ACTIVITY
Quote the stretch of the Covid-19 labour market text from "The outbreak of" through "Subsidy Scheme (TWSS).", copying it word for word.

(TEXT BLOCK)

Sectors most severely impacted by Covid-19 are tourism, hospitality and food services, retail and construction
The Minister for Employment Affairs and Social Protection, Regina Doherty today (Tuesday, May 5) announced the publication of a Working Paper on the initial impacts of the Covid-19 pandemic on Ireland’s labour market.
The Working Paper was prepared by the Department of Employment Affairs and Social Protection in collaboration with the Central Bank of Ireland for consideration by the Labour Market Advisory Council.
The outbreak of the Covid-19 pandemic, and the essential public health measures to contain the spread of the virus, saw the largest monthly increase in the unemployment rate in the history of the State.
Currently, more than 1.1 million people are in receipt of social welfare unemployment supports which comprises:
- people on the Live Register;
- people receiving the newly introduced Covid-19 Pandemic Unemployment Payment (PUP); and
- employers availing of the Covid-19 Temporary Wage Subsidy Scheme (TWSS).
Minister Doherty emphasised: “These income supports were rolled out in a very short period of time and have proven to be effective in insulating people from the worst effects of a sever income and employment shock. Now, as the numbers receiving payments begins to plateau, we need to start looking at how we get people back to work and concentrate on post-pandemic planning. Today’s research is part of that work.”
Minister Doherty outlined the purpose of the Working Paper.
“Essentially, the Working Paper uses Department of Employment Affairs and Social Protection administrative data to examine disruptions to Ireland’s labour market – including the flows into unemployment – in the weeks since the initial outbreak of the virus in Europe.
“It sheds light on the profile and characteristics of those who have lost their jobs as a result of the pandemic and associated restrictions. The demographic and earnings profile of the sectors experiencing the largest share of COVID-19 related unemployment, as well as the financial position of households in the most affected sectors, is also investigated.”

(End TEXT BLOCK)
(DATA UNDER STUDY)

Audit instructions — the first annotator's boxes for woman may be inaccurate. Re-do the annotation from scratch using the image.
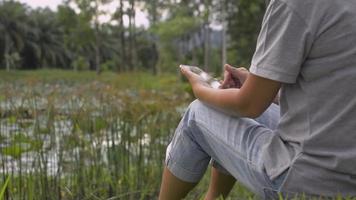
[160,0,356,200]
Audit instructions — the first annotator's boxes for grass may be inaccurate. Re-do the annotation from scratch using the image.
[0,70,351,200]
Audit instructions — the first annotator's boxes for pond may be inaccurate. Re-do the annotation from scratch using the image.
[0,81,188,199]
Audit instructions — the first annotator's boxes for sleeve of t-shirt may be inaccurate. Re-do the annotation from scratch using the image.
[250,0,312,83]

(End DATA UNDER STUDY)
(DATA UNDER STUDY)

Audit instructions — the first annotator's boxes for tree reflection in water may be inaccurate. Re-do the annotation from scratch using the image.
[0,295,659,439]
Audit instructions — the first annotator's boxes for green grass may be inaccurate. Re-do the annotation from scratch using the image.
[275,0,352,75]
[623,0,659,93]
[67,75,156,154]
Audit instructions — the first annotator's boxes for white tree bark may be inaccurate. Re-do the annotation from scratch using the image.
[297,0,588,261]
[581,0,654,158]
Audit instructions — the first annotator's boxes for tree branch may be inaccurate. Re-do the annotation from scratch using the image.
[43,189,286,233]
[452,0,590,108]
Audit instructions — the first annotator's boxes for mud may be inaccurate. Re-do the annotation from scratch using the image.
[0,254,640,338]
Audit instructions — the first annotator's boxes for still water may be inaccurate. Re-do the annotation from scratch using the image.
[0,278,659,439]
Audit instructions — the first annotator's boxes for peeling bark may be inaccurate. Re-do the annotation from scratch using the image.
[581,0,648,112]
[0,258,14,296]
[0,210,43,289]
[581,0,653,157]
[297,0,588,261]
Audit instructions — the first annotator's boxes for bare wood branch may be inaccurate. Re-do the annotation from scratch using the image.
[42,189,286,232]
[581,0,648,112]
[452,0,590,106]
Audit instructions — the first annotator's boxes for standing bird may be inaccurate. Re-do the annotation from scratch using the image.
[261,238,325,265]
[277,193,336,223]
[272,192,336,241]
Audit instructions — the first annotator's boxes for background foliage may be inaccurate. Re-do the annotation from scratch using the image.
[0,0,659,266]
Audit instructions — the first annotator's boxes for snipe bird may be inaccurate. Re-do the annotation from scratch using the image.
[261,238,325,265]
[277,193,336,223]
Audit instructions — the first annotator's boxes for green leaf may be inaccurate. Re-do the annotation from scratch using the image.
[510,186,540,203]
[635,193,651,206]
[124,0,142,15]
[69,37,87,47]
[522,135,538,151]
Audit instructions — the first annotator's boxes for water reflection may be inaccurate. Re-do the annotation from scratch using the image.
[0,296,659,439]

(End DATA UNDER STUDY)

RESULT BELOW
The outbreak of the Covid-19 pandemic, and the essential public health measures to contain the spread of the virus, saw the largest monthly increase in the unemployment rate in the history of the State.
Currently, more than 1.1 million people are in receipt of social welfare unemployment supports which comprises:
- people on the Live Register;
- people receiving the newly introduced Covid-19 Pandemic Unemployment Payment (PUP); and
- employers availing of the Covid-19 Temporary Wage Subsidy Scheme (TWSS).